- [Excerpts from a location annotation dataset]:
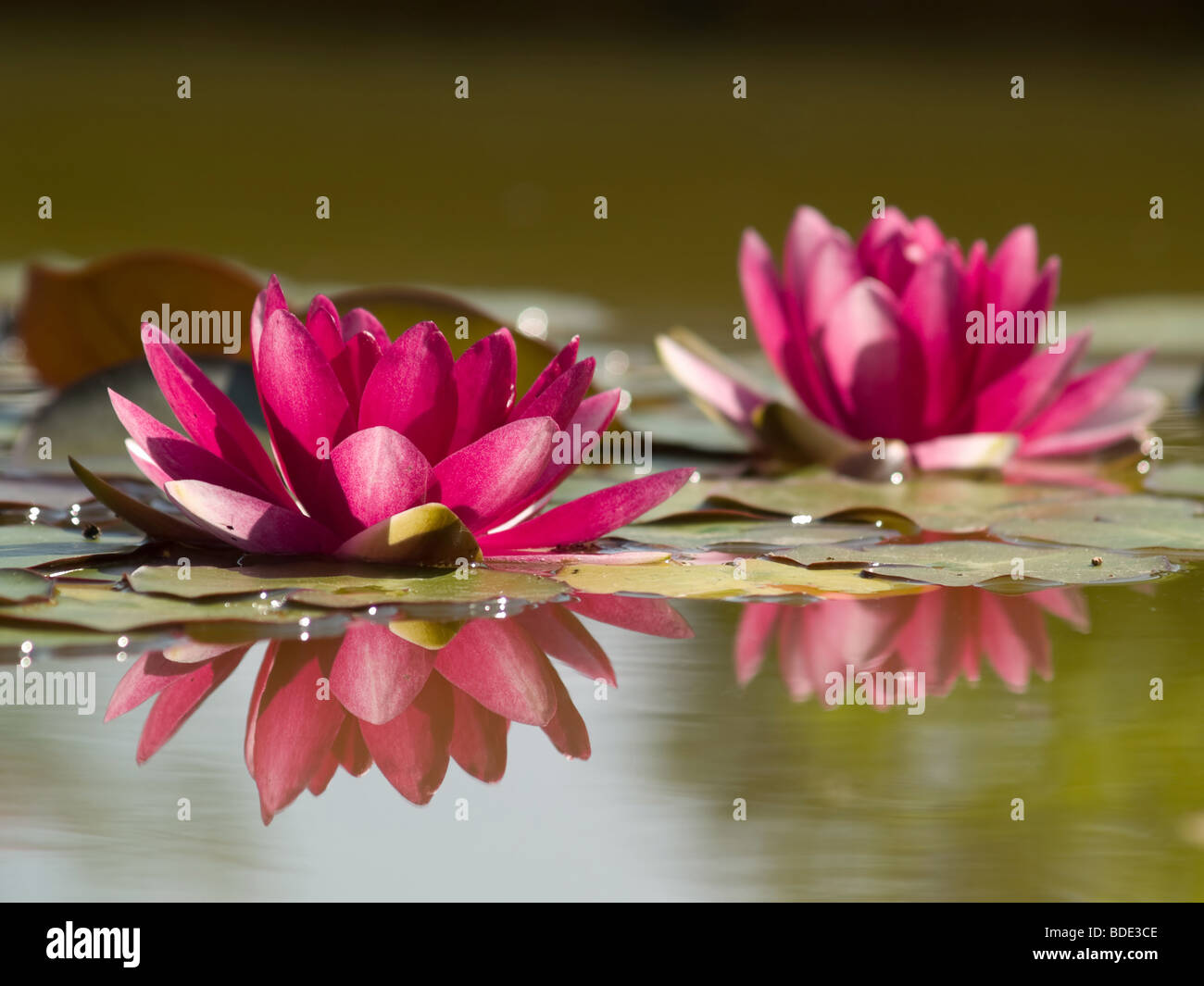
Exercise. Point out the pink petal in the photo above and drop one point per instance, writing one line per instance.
(1012, 269)
(931, 309)
(176, 456)
(558, 365)
(353, 366)
(711, 384)
(381, 473)
(268, 303)
(147, 677)
(765, 299)
(306, 411)
(560, 634)
(753, 638)
(1123, 418)
(976, 450)
(377, 674)
(484, 481)
(589, 517)
(179, 702)
(497, 664)
(292, 728)
(412, 749)
(832, 271)
(642, 616)
(323, 325)
(1087, 393)
(484, 380)
(875, 364)
(248, 523)
(478, 738)
(413, 392)
(566, 730)
(1014, 399)
(361, 320)
(593, 416)
(207, 414)
(561, 399)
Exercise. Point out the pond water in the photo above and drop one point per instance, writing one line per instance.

- [EXERCISE AIM]: Convert every line of the listing above into a Markdown table with two columns, Row and Line, numbering each row and omitting blank lines. Leave the pictures out of the table.

- [TASK RESULT]:
| Row | Line |
|---|---|
| 1 | Exercise. Point out the pink petal in the photo above and drop one point per instance, writing one line per instance. |
| 2 | (1012, 269) |
| 3 | (931, 309) |
| 4 | (176, 456) |
| 5 | (558, 365) |
| 6 | (353, 366) |
| 7 | (711, 384) |
| 8 | (381, 473) |
| 9 | (268, 303) |
| 10 | (147, 677) |
| 11 | (765, 299) |
| 12 | (306, 411) |
| 13 | (560, 634) |
| 14 | (753, 638) |
| 15 | (1123, 418) |
| 16 | (976, 450) |
| 17 | (377, 674) |
| 18 | (484, 481) |
| 19 | (589, 517) |
| 20 | (179, 702) |
| 21 | (497, 664) |
| 22 | (292, 728) |
| 23 | (412, 749) |
| 24 | (832, 271) |
| 25 | (642, 616) |
| 26 | (323, 325) |
| 27 | (1087, 393) |
| 28 | (484, 380) |
| 29 | (875, 364) |
| 30 | (248, 523) |
| 31 | (478, 738) |
| 32 | (413, 392) |
| 33 | (566, 730) |
| 34 | (1014, 399) |
| 35 | (361, 320) |
| 36 | (593, 416) |
| 37 | (207, 414) |
| 38 | (561, 399) |
| 39 | Exercise. Point out the pond water in the photo above and drop one point per instance, writing one line per instance. |